What you need to do:
Repeat, word for word, the line with "tile in the photo above." and each one after it to the end. No picture goes into the copy.

Data supplied:
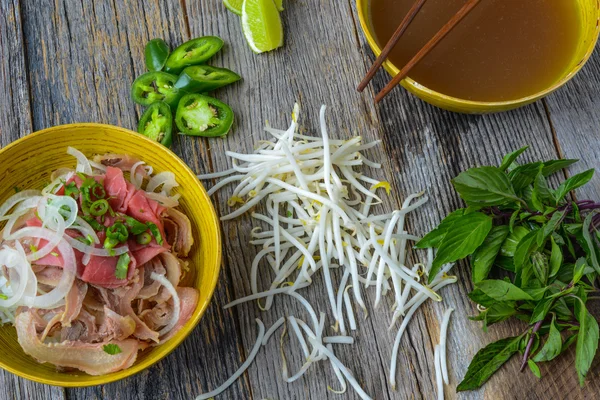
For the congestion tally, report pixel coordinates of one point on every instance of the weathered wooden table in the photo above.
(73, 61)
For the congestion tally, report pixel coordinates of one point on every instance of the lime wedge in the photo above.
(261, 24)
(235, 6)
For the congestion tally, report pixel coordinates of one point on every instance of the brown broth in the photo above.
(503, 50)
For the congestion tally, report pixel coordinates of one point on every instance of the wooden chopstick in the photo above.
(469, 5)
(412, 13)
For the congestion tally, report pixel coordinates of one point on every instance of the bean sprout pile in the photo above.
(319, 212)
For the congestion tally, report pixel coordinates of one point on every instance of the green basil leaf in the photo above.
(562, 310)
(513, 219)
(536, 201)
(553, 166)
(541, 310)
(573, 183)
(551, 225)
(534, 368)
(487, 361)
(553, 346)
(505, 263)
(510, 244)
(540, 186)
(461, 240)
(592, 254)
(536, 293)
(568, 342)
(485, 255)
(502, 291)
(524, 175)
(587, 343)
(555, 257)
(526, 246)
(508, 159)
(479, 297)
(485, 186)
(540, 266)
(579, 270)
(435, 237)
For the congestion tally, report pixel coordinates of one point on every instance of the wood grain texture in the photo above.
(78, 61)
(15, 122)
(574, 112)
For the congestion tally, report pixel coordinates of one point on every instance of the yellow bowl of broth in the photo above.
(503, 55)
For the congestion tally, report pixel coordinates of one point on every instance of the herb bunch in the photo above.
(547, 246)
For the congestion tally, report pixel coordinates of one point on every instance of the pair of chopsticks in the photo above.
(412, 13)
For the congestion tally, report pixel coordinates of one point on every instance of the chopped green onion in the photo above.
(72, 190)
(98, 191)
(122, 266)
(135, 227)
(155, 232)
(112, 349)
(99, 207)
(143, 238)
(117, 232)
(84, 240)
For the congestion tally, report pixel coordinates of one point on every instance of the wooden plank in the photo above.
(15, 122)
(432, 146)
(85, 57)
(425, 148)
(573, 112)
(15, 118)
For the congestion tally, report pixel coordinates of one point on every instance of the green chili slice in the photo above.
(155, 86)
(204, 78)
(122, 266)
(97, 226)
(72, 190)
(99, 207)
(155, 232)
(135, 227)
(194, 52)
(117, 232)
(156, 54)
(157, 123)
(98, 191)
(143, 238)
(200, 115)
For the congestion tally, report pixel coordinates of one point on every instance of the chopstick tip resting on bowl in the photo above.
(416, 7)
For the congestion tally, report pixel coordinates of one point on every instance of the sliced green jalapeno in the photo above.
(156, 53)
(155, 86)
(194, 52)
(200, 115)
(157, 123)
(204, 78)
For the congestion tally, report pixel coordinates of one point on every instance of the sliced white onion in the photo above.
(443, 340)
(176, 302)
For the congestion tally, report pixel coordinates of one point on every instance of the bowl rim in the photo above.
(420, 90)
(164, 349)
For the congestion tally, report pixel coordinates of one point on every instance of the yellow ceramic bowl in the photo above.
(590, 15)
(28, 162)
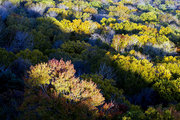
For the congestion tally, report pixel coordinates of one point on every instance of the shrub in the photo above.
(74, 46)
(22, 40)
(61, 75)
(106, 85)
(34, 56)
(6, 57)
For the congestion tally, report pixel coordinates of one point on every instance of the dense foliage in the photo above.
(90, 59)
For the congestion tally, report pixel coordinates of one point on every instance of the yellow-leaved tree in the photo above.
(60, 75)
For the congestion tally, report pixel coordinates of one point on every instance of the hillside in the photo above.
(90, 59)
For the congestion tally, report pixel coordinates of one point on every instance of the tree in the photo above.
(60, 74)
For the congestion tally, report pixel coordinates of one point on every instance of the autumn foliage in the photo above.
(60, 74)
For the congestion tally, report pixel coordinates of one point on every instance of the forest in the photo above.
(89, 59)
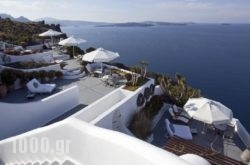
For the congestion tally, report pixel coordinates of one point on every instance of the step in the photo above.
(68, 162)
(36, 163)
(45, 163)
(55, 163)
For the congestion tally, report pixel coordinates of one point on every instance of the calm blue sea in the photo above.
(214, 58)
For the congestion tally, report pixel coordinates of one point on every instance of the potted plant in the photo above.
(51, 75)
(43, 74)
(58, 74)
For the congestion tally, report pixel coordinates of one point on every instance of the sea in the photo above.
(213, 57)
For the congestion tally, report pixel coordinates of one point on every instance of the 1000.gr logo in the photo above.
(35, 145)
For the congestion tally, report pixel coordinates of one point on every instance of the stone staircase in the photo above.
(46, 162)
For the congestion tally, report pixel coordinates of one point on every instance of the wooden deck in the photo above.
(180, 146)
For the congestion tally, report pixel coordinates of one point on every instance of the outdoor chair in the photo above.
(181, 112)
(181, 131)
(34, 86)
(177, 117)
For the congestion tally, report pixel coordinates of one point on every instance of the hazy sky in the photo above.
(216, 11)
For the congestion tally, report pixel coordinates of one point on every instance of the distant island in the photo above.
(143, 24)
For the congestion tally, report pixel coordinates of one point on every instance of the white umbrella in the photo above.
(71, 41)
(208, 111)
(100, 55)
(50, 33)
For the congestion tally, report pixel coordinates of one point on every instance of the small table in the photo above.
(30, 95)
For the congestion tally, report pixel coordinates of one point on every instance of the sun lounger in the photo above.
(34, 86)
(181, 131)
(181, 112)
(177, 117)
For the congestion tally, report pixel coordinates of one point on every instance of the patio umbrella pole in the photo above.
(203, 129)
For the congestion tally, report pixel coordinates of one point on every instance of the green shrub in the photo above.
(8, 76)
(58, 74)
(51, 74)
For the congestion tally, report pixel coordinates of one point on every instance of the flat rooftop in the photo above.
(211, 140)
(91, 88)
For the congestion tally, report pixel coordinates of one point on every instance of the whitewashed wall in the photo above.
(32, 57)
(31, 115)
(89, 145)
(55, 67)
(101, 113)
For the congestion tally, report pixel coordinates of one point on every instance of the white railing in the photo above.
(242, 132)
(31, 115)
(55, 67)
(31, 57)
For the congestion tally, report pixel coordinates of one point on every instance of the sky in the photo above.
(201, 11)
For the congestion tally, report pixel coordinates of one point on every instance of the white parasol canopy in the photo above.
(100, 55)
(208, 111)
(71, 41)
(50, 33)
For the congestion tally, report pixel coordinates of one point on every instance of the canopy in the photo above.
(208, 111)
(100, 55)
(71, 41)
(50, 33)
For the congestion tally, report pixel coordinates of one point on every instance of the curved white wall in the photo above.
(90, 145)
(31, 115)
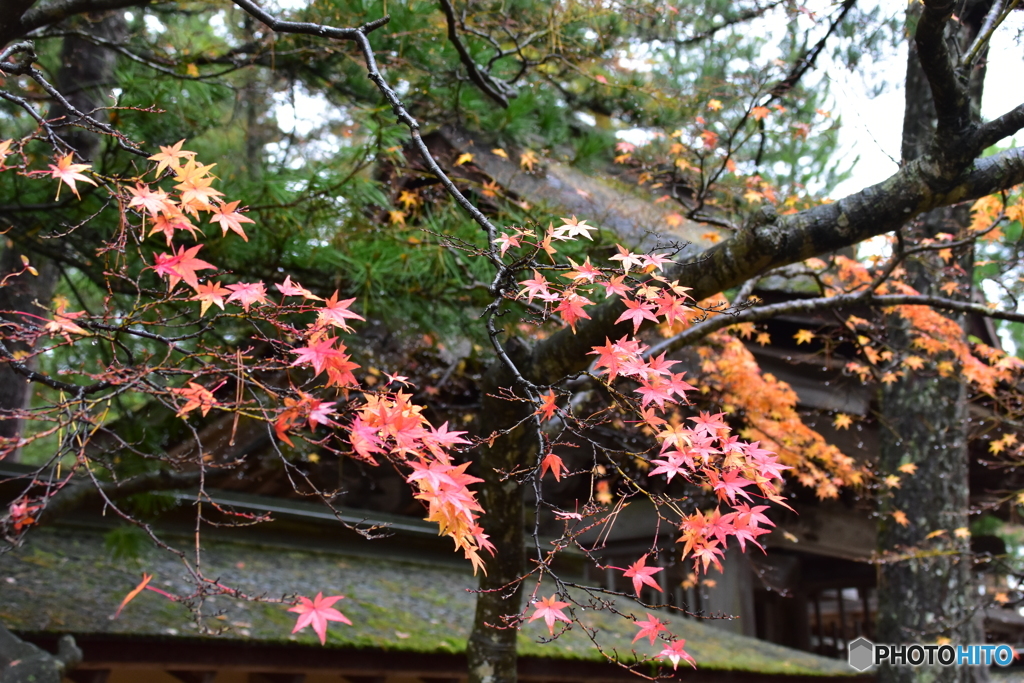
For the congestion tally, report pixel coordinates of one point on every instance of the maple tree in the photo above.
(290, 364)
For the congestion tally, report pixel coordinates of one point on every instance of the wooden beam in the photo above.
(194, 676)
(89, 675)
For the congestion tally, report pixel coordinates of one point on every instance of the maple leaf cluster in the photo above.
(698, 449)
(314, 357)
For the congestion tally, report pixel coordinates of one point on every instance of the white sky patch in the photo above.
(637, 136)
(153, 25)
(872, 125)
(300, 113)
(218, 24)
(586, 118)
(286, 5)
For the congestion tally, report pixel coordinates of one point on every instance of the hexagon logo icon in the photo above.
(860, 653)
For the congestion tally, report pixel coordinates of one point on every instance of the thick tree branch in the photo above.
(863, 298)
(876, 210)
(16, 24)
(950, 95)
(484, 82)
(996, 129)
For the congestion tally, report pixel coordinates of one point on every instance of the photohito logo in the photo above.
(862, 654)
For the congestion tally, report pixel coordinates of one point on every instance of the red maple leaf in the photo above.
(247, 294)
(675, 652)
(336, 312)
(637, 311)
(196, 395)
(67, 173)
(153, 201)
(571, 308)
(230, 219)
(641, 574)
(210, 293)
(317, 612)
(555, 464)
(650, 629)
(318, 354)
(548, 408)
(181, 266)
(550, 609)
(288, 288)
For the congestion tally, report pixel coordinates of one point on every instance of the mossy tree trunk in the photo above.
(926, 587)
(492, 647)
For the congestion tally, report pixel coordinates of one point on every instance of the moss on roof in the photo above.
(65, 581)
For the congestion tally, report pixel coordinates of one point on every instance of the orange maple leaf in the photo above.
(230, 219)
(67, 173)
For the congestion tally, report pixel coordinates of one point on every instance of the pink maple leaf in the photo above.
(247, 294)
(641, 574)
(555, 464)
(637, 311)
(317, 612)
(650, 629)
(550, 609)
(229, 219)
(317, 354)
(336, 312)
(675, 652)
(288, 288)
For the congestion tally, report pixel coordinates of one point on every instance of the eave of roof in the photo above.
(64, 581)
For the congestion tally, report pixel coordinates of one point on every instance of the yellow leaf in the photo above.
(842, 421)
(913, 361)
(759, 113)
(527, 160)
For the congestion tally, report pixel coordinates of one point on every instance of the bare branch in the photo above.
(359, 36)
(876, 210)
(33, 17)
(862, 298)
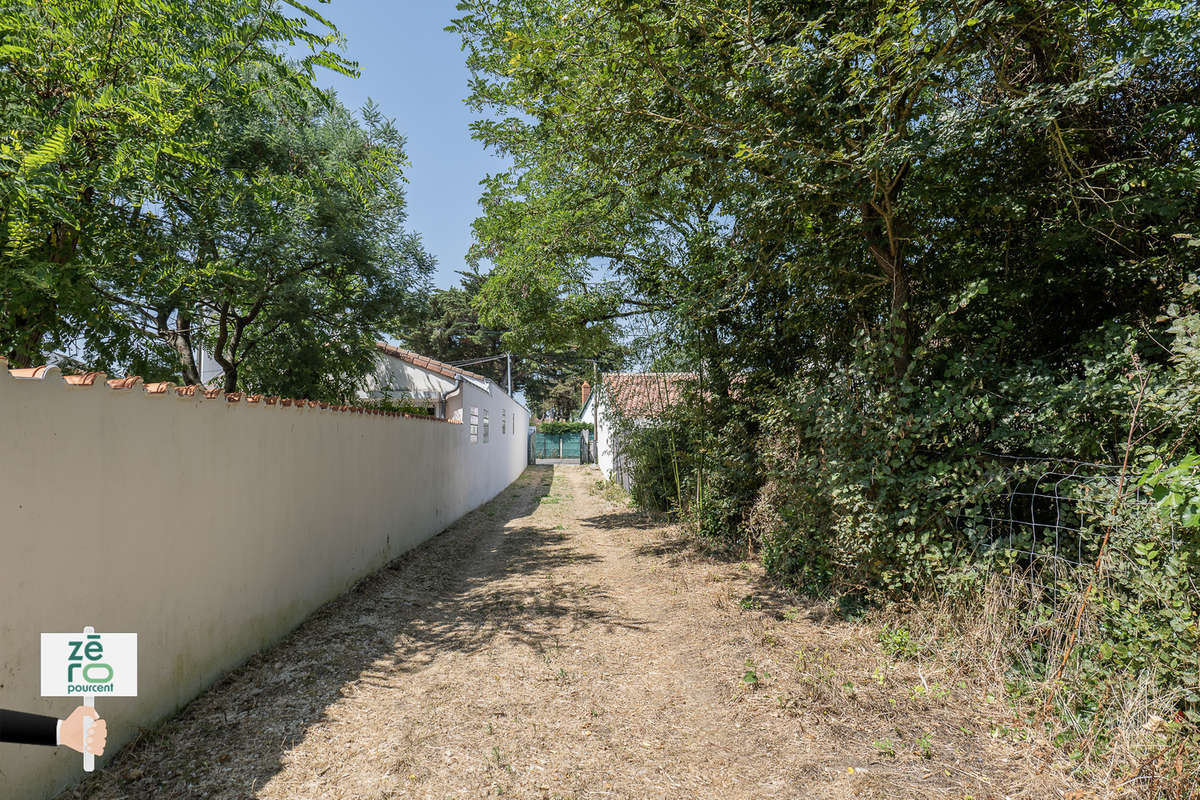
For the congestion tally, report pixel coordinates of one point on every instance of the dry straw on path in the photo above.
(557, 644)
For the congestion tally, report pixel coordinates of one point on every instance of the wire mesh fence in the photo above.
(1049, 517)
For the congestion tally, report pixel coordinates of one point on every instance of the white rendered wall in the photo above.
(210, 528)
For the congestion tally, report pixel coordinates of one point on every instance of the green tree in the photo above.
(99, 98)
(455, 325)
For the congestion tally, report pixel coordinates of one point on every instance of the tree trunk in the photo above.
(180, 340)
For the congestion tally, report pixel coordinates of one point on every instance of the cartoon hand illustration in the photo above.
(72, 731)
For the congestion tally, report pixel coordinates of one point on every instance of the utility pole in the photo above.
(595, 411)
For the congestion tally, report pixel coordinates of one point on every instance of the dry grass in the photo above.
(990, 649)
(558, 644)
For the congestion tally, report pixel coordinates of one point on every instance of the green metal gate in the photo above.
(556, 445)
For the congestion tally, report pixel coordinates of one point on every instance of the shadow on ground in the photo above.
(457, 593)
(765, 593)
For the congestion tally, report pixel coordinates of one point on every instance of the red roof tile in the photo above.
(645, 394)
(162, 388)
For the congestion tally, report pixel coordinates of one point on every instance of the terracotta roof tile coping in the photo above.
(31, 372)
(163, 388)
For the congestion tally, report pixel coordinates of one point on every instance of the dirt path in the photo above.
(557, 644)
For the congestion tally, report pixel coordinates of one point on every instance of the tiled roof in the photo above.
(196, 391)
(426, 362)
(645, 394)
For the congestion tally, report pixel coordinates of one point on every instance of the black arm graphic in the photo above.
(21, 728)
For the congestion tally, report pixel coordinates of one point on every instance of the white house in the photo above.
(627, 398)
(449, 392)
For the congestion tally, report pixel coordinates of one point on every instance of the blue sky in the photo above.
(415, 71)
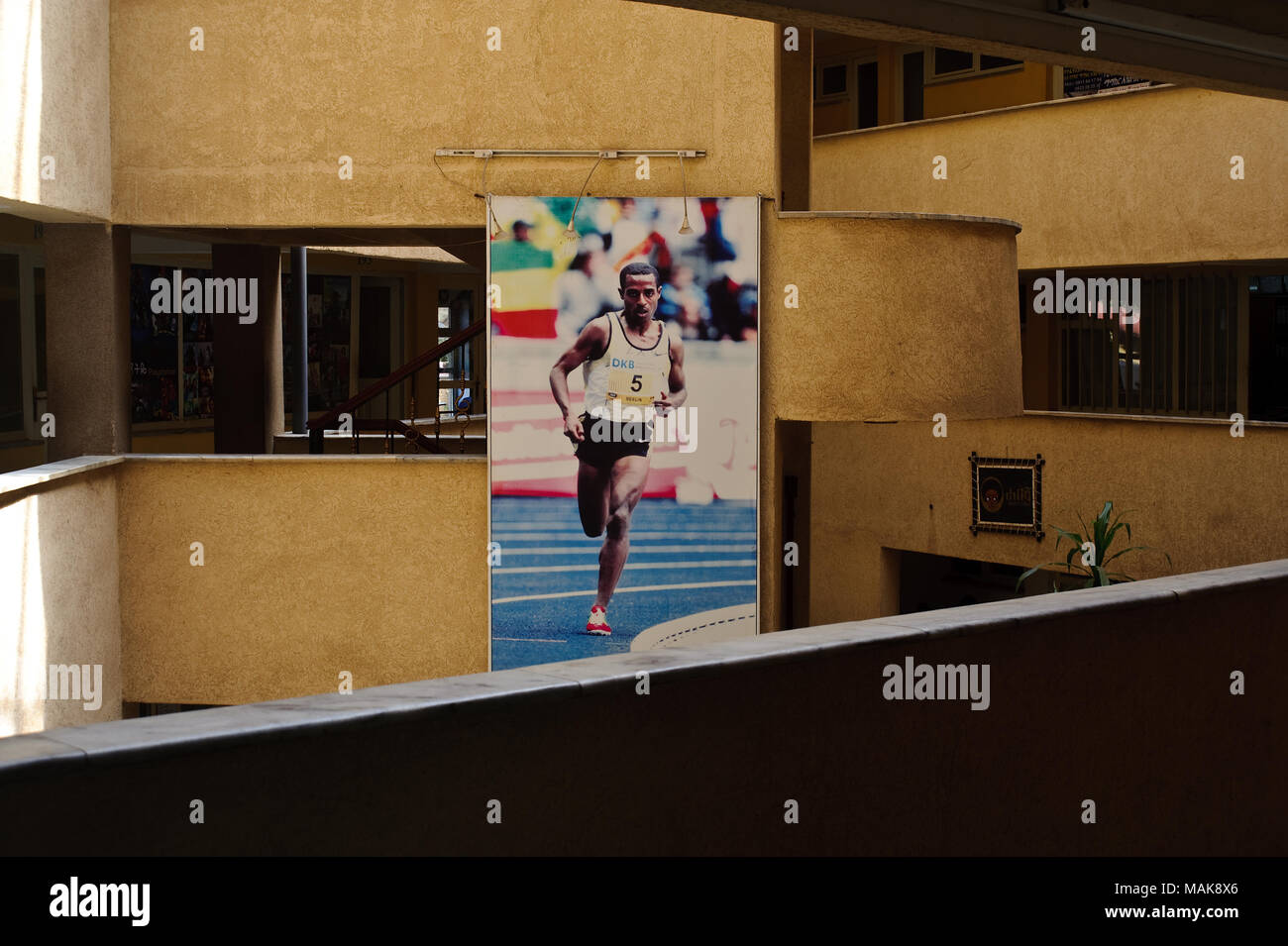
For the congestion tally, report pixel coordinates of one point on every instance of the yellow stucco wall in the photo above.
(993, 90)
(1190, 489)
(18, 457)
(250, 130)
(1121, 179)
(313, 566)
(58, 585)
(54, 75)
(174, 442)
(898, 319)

Exercise output:
For the congestion tally, report pixel coordinates of one point on every instance of the red roof tile in the photo above.
(645, 394)
(162, 388)
For the congestion tally, report pixel coordinates of one point on every instance of the terracotta roof tile coping in the photo above.
(31, 372)
(163, 388)
For the congestion tally, report pixel coordinates of one point on every instance of the dirt path in the photo above.
(557, 644)
For the congestion tally, report pixel coordinates of one point on every instance of the tiled roof in the photo above.
(196, 391)
(426, 362)
(645, 394)
For the congestion tally, report pixel coordinates of one point on every instance of the black arm graphic in the photo above.
(21, 728)
For the congestion tally, report pixel coordinates of one point on every instance of the white house in the photo above.
(627, 398)
(449, 392)
For the congestion tally, report pixel coordinates of one point on every instance of the blue sky in the photo above.
(415, 71)
For the congestion tally, report pixel coordinates of one point on every instance of the yellow stucco wall in the photo above.
(993, 90)
(1190, 489)
(18, 457)
(250, 130)
(1121, 179)
(313, 566)
(58, 585)
(54, 75)
(174, 442)
(898, 319)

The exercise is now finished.